- Предложенный отрывок
В такой речи всегда есть что-то от тех молоточков, о которых мы вспомнили, когда знакомились со стихами "Калевалы" в главе о Финляндии. При некоторых начальных согласных, особенно если они связываются аллитерацией, молоточки слышны еще отчетливее. Так, например, в ярком учебном примере Рудольфа Штейнера:
Komm , kurzer kraftiger Kerl .

Приди, короткий крепкий парень.


Достаточно всего лишь энергично произнести это несколько раз, чтобы стало понятно, что именно французу неизбежно покажется "отрывистым". Создают этот своеобразный феномен сразу три фактора: ударение на корневые слоги, паузы и так называемый "твердый приступ" в начале некоторых согласных. Правда, последнее не слышится при южнонемецком варианте произношения.

В ходе наших дальнейших исследований мы еще попытаемся понять поглубже необходимость использования в речи пауз, без которых немецкий язык перестал бы быть немецким. Сейчас просто бросим взгляд на этот феномен. Эти паузы никак не переносятся в такой близкий и родственный язык, как нидерландский. (102) Не то, чтобы нидерландская речь лилась бы таким же потоком, как французская. Но паузы там другие, нежели в немецком языке. Автору в этом отношении довелось самому приобрести смешной и довольно показательный опыт. Он уже имел достаточно большой запас слов и мог без особых усилий говорить по-нидерландски, но паузы делал поначалу в соответствии со строем немецкого языка. И вот по ходу его фраз на голландском языке доброжелательные и дружески настроенные слушатели все время как бы подбрасывали ему спасательные круги, подсказывая различные нидерландские слова и выражения. Часто ему приходилось говорить: "Да знаю я давно и то слово, и это!" Тогда ему говорили: "А чего же ты медлил его произнести?"

Другой феномен, очень заметный для иностранца, - это бесконечные предложения, от которых "перехватывает дыхание". Приведем пример из большого воспитательного романа Адальберта Штифтера "После лета". Это сцена, в которой описывается посещение столярной мастерской. На заданный вопрос даются объяснения по разным видам работ. В данном отрезке речь идет о резьбе и ремонте алтарей.
"Теперь, установив, что мы ничего не будем изменять в существующих связях, что ни одно украшение не будет перемещено в другое место, что ни одна фигура не будет изменена в лице, в руках или в складках своего одеяния, а что мы, наоборот, хотим сохранить только уже имеющееся в его теперешнем облике, чтобы он дальше не разрушался, что материал там, где он испортился, мы хотим заменить таким материалом, чтобы сохранилась целостность, что из добавок мы применим только мельчайшие вещи, вид которых хорошо известен по аналогичным изделиям и которые могут изготавливаться с тем же совершенством, что и старые, и, далее, сделав рисунок в цветах, показывающий, как будет выглядеть очищенный и восстановленный алтарь, и, наконец, когда мы восстановили и представили на обозрение небольшой объем резьбы, отдельные фигурки и тому подобное: давайте удостоверимся."
Чтобы хорошо понять характерное явление, стоит обратить внимание на то, сколько здесь нагромождено и впихнуто мелочей между вынырнувшим в конце "давайте удостоверимся" и начальным "теперь".

- Перечень
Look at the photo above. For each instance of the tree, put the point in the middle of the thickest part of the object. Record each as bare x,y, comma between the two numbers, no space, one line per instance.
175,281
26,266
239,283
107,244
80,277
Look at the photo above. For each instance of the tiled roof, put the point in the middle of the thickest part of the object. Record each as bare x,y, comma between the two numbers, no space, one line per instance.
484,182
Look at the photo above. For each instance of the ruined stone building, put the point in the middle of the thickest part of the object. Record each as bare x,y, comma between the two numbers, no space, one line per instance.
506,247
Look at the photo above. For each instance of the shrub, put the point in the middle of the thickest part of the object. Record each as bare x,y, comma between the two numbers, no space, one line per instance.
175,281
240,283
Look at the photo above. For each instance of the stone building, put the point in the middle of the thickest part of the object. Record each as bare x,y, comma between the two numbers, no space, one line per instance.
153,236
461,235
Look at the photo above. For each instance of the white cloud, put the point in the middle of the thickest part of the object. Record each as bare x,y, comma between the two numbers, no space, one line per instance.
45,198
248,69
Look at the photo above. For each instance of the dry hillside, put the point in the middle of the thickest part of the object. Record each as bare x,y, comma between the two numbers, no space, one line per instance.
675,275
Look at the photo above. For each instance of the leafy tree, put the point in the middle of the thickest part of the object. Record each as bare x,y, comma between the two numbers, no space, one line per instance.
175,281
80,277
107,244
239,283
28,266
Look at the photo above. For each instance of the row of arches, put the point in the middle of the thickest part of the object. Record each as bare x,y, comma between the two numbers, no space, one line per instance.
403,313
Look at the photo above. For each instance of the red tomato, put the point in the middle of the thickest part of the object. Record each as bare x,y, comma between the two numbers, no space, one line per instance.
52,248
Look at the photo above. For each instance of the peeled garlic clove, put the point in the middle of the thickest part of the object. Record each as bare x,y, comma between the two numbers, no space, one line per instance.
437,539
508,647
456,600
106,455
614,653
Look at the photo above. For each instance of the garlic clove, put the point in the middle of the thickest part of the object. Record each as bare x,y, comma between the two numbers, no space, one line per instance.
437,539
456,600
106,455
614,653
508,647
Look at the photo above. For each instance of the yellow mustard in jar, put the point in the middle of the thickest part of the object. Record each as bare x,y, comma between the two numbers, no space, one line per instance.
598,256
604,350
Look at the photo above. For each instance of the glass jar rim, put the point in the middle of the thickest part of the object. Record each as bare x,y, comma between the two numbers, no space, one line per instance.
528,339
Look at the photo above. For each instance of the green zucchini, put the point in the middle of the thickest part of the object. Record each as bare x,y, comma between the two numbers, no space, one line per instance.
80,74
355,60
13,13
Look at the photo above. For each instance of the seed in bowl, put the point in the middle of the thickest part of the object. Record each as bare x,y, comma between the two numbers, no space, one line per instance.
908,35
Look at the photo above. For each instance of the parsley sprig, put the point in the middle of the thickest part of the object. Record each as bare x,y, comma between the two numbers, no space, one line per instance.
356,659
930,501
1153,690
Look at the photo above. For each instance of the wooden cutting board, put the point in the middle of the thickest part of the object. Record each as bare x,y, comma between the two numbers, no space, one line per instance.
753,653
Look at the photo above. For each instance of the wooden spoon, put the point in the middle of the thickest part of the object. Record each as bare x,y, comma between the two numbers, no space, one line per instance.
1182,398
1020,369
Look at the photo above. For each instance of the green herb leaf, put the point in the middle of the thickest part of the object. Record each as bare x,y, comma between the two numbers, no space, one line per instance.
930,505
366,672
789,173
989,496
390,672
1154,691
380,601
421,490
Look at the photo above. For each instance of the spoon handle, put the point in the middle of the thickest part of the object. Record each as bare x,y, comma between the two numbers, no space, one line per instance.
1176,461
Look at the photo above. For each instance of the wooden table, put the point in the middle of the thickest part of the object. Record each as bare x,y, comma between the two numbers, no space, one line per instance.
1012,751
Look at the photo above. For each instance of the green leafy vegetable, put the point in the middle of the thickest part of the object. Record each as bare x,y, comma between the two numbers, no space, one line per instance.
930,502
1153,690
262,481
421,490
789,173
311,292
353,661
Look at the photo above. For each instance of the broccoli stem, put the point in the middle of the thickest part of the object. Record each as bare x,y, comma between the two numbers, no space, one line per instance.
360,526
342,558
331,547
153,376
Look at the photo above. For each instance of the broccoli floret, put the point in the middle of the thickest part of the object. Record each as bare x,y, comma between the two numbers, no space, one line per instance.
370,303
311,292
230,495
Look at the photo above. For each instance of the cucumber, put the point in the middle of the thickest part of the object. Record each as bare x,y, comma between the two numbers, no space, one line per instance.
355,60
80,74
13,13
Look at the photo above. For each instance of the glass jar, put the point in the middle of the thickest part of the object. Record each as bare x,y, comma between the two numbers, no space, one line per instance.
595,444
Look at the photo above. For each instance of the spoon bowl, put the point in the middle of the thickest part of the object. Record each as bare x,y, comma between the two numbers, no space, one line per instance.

- Задание
Выпишите из отрывка о паузах в немецкой речи всё от слов «Приди, короткий крепкий» и ниже, до слов «южнонемецком варианте произношения.» включительно. Перечень — отдельный материал, с отрывком он не связан.

- Ответ
Приди, короткий крепкий парень.


Достаточно всего лишь энергично произнести это несколько раз, чтобы стало понятно, что именно французу неизбежно покажется "отрывистым". Создают этот своеобразный феномен сразу три фактора: ударение на корневые слоги, паузы и так называемый "твердый приступ" в начале некоторых согласных. Правда, последнее не слышится при южнонемецком варианте произношения.